--- Start of Records to use ---

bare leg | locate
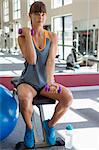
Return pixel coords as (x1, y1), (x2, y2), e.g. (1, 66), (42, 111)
(17, 83), (37, 129)
(40, 85), (73, 127)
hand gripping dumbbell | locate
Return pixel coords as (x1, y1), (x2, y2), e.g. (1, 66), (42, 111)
(18, 28), (34, 36)
(45, 84), (62, 94)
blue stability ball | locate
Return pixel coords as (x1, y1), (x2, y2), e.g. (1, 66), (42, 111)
(0, 84), (19, 141)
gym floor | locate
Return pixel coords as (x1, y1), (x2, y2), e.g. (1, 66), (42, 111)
(0, 53), (99, 150)
(0, 90), (99, 150)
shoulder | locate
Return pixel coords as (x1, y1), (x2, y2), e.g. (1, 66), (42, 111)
(45, 30), (58, 42)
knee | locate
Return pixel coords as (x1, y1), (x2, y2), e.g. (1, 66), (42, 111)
(18, 94), (33, 113)
(63, 90), (73, 107)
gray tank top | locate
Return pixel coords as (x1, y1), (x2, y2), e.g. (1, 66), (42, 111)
(19, 30), (51, 90)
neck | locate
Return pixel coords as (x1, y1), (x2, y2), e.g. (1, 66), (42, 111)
(32, 26), (44, 34)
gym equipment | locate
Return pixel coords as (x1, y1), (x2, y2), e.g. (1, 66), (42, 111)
(45, 84), (62, 94)
(0, 84), (19, 141)
(18, 28), (34, 36)
(11, 78), (65, 150)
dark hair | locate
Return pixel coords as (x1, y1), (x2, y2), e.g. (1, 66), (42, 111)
(29, 1), (46, 14)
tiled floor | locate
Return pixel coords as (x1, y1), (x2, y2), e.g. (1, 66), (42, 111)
(0, 53), (99, 150)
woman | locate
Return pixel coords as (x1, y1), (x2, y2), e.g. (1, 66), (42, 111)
(17, 1), (73, 148)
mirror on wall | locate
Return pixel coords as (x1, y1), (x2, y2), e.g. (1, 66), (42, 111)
(53, 0), (99, 73)
(72, 0), (99, 72)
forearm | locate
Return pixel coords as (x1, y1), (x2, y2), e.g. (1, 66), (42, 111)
(25, 34), (37, 64)
(46, 60), (55, 83)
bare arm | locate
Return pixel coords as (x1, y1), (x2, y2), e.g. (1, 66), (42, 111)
(46, 33), (58, 85)
(18, 28), (37, 64)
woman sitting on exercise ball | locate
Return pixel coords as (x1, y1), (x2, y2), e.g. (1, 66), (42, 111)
(17, 1), (73, 148)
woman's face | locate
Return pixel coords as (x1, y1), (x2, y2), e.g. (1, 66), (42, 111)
(30, 12), (46, 25)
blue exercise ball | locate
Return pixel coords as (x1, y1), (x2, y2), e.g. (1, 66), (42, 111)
(0, 84), (19, 141)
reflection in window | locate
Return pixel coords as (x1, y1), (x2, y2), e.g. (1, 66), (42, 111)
(64, 16), (72, 45)
(27, 0), (39, 12)
(53, 15), (72, 60)
(54, 17), (62, 44)
(64, 0), (72, 5)
(3, 0), (9, 22)
(52, 0), (62, 8)
(52, 0), (72, 8)
(13, 0), (21, 19)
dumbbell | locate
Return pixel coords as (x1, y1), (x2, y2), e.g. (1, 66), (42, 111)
(45, 84), (62, 94)
(18, 28), (34, 35)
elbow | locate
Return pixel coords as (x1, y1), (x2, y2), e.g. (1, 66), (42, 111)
(27, 58), (36, 65)
(47, 58), (55, 64)
(27, 60), (36, 65)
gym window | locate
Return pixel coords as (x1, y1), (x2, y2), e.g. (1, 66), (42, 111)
(51, 0), (72, 8)
(53, 15), (73, 60)
(3, 0), (9, 22)
(13, 0), (21, 19)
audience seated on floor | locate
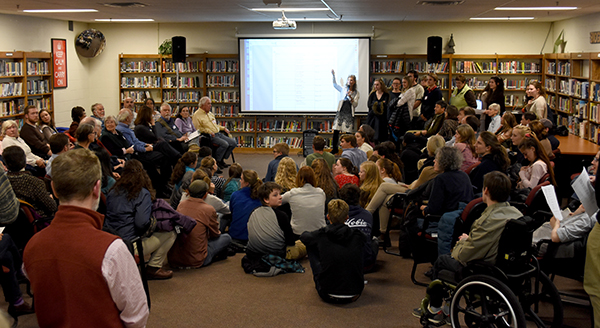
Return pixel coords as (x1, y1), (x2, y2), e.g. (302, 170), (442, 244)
(282, 166), (325, 235)
(2, 146), (57, 218)
(229, 170), (262, 246)
(223, 163), (244, 202)
(340, 183), (379, 273)
(169, 180), (231, 269)
(340, 134), (367, 167)
(275, 156), (298, 194)
(263, 142), (290, 182)
(23, 149), (149, 327)
(413, 171), (522, 324)
(300, 199), (367, 304)
(246, 182), (306, 260)
(332, 157), (360, 188)
(358, 161), (383, 208)
(104, 159), (177, 279)
(306, 136), (335, 169)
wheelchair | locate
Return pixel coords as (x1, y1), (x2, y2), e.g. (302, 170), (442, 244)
(420, 216), (563, 328)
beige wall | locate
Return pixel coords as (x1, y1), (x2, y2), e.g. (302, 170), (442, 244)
(5, 14), (600, 126)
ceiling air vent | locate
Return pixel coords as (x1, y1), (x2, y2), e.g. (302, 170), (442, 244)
(103, 2), (148, 8)
(417, 0), (465, 6)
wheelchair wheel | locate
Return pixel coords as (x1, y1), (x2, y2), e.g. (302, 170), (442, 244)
(519, 272), (563, 328)
(450, 275), (526, 328)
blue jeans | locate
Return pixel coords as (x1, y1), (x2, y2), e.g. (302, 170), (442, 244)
(202, 233), (231, 266)
(211, 133), (237, 162)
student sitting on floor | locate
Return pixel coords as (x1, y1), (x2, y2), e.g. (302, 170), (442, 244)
(246, 182), (306, 260)
(300, 199), (366, 304)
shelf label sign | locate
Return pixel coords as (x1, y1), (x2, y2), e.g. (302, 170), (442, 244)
(590, 31), (600, 44)
(52, 39), (67, 89)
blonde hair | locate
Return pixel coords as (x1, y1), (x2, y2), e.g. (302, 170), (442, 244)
(275, 157), (297, 190)
(327, 199), (350, 223)
(360, 161), (383, 207)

--- End of Records to use ---

Rewrite all of the rows above as a numbered list with one line per item, and leave out any blank lines. Don't include the pictures in your answer.

1. bare leg | locate
2. Return pixel coords as (x1, y1), (x2, y2), e.g. (1, 66), (42, 111)
3. (17, 83), (37, 129)
4. (40, 85), (73, 127)
5. hand gripping dumbbell | locate
6. Return pixel coords as (x1, y1), (x2, y2), e.g. (1, 66), (42, 111)
7. (18, 28), (34, 36)
8. (45, 84), (62, 94)
9. blue stability ball | locate
10. Return pixel coords as (x1, y1), (x2, y2), e.g. (1, 66), (42, 111)
11. (0, 84), (19, 141)
12. gym floor | locate
13. Return pixel coords as (x1, y1), (x2, y2), e.g. (1, 66), (42, 111)
14. (0, 53), (99, 150)
15. (0, 90), (99, 150)
16. shoulder | locate
17. Return pixel coords as (x1, y1), (x2, y2), e.g. (1, 66), (42, 111)
18. (45, 30), (58, 42)
19. knee | locate
20. Return pixel coords as (x1, y1), (x2, y2), e.g. (1, 66), (42, 111)
21. (18, 94), (33, 113)
22. (63, 90), (73, 107)
23. gray tank top | locate
24. Return pixel coords as (x1, y1), (x2, y2), e.g. (1, 66), (42, 111)
25. (19, 30), (51, 90)
26. neck | locate
27. Return pixel coords as (x1, y1), (x2, y2), e.g. (1, 66), (42, 111)
28. (32, 26), (44, 34)
29. gym equipment | locate
30. Return pixel coords as (x1, y1), (x2, y2), e.g. (1, 66), (42, 111)
31. (45, 84), (62, 94)
32. (0, 84), (19, 141)
33. (18, 28), (34, 36)
34. (11, 78), (65, 150)
35. dark hair | locate
36. Return pixel coords as (x1, y1), (x2, y2), e.g. (1, 66), (42, 111)
37. (29, 1), (46, 14)
38. tiled floor | locate
39. Return pixel coords as (x1, y1), (x2, y2), e.g. (1, 66), (42, 111)
40. (0, 53), (99, 150)
41. woman | locate
42. Return pixel coords as (x1, y1), (x2, y2), e.g. (1, 66), (42, 111)
43. (17, 1), (73, 148)
44. mirror on wall | locate
45. Return pixel coords as (x1, y1), (x2, y2), e.g. (1, 66), (42, 111)
46. (53, 0), (99, 73)
47. (72, 0), (99, 72)
48. forearm | locate
49. Return pixel coords as (x1, y1), (x2, y2), e.g. (1, 66), (42, 111)
50. (25, 34), (37, 64)
51. (46, 60), (55, 83)
52. bare arm | locate
53. Return pixel coords as (x1, y1), (x2, y2), e.g. (1, 66), (42, 111)
54. (46, 33), (58, 85)
55. (18, 28), (37, 64)
56. woman sitting on exercise ball | locate
57. Return pixel coords as (x1, y1), (x2, y2), e.g. (1, 66), (42, 111)
58. (17, 1), (73, 148)
59. woman's face | locate
60. Return pixel coords as (x1, y1), (x2, y2), e.g. (1, 66), (42, 111)
61. (30, 12), (46, 25)
62. blue exercise ball | locate
63. Return pixel coords as (x1, y1), (x2, y2), e.g. (1, 66), (42, 111)
64. (0, 84), (19, 141)
65. reflection in window | locate
66. Return pixel coords as (x1, y1), (x2, y2), e.g. (1, 66), (42, 111)
67. (64, 16), (72, 45)
68. (27, 0), (39, 12)
69. (53, 15), (72, 60)
70. (54, 17), (62, 44)
71. (64, 0), (72, 5)
72. (3, 0), (9, 22)
73. (52, 0), (62, 8)
74. (52, 0), (72, 8)
75. (13, 0), (21, 19)
76. dumbbell | locate
77. Return pixel coords as (x1, y1), (x2, y2), e.g. (1, 66), (42, 111)
78. (45, 84), (62, 94)
79. (18, 28), (34, 35)
80. elbow | locate
81. Return pixel coords as (x1, y1), (x2, y2), e.g. (1, 66), (42, 111)
82. (27, 58), (36, 65)
83. (47, 58), (55, 64)
84. (27, 60), (36, 65)
85. gym window | locate
86. Return pixel coords as (x1, y1), (x2, y2), e.g. (1, 66), (42, 111)
87. (51, 0), (72, 8)
88. (53, 15), (73, 60)
89. (3, 0), (9, 22)
90. (13, 0), (21, 19)
91. audience seated on floor | locate
92. Return pixel coords as (x1, y1), (x2, y2), e.g. (302, 170), (442, 244)
93. (282, 166), (325, 235)
94. (2, 146), (57, 218)
95. (229, 170), (262, 246)
96. (223, 163), (244, 202)
97. (340, 183), (379, 273)
98. (169, 180), (231, 269)
99. (340, 134), (367, 167)
100. (275, 156), (298, 194)
101. (263, 142), (290, 182)
102. (23, 149), (149, 327)
103. (413, 171), (522, 324)
104. (300, 199), (367, 304)
105. (246, 182), (306, 260)
106. (332, 157), (360, 188)
107. (358, 161), (383, 208)
108. (104, 159), (177, 279)
109. (306, 136), (335, 169)
110. wheelchair | locate
111. Return pixel coords as (x1, y1), (x2, y2), e.g. (302, 170), (442, 244)
112. (420, 216), (563, 328)
113. beige wall | locate
114. Return pixel coords as (x1, y1), (x2, y2), e.g. (302, 170), (442, 244)
115. (5, 14), (600, 126)
116. ceiling air vent | locate
117. Return pixel coords as (x1, y1), (x2, y2), e.g. (302, 170), (442, 244)
118. (103, 2), (148, 8)
119. (417, 0), (465, 6)
120. wheelchair wheel | locate
121. Return pixel coords as (x1, y1), (x2, y2), e.g. (302, 170), (442, 244)
122. (519, 272), (563, 328)
123. (450, 275), (526, 328)
124. blue jeans | locate
125. Return pixel coords as (x1, y1), (x2, y2), e.g. (302, 170), (442, 244)
126. (202, 233), (231, 266)
127. (211, 133), (237, 162)
128. student sitting on floor | locate
129. Return pixel coords as (x1, y1), (x2, y2), e.g. (302, 170), (442, 244)
130. (246, 182), (306, 260)
131. (300, 199), (366, 304)
132. shelf label sign | locate
133. Return pixel coords as (x1, y1), (x2, y2), e.g. (302, 170), (442, 244)
134. (590, 31), (600, 44)
135. (52, 39), (67, 89)
136. blonde hair | locate
137. Return pixel coords as (x1, y1), (x2, y2), e.g. (302, 170), (442, 244)
138. (275, 157), (297, 190)
139. (327, 199), (350, 223)
140. (360, 161), (383, 207)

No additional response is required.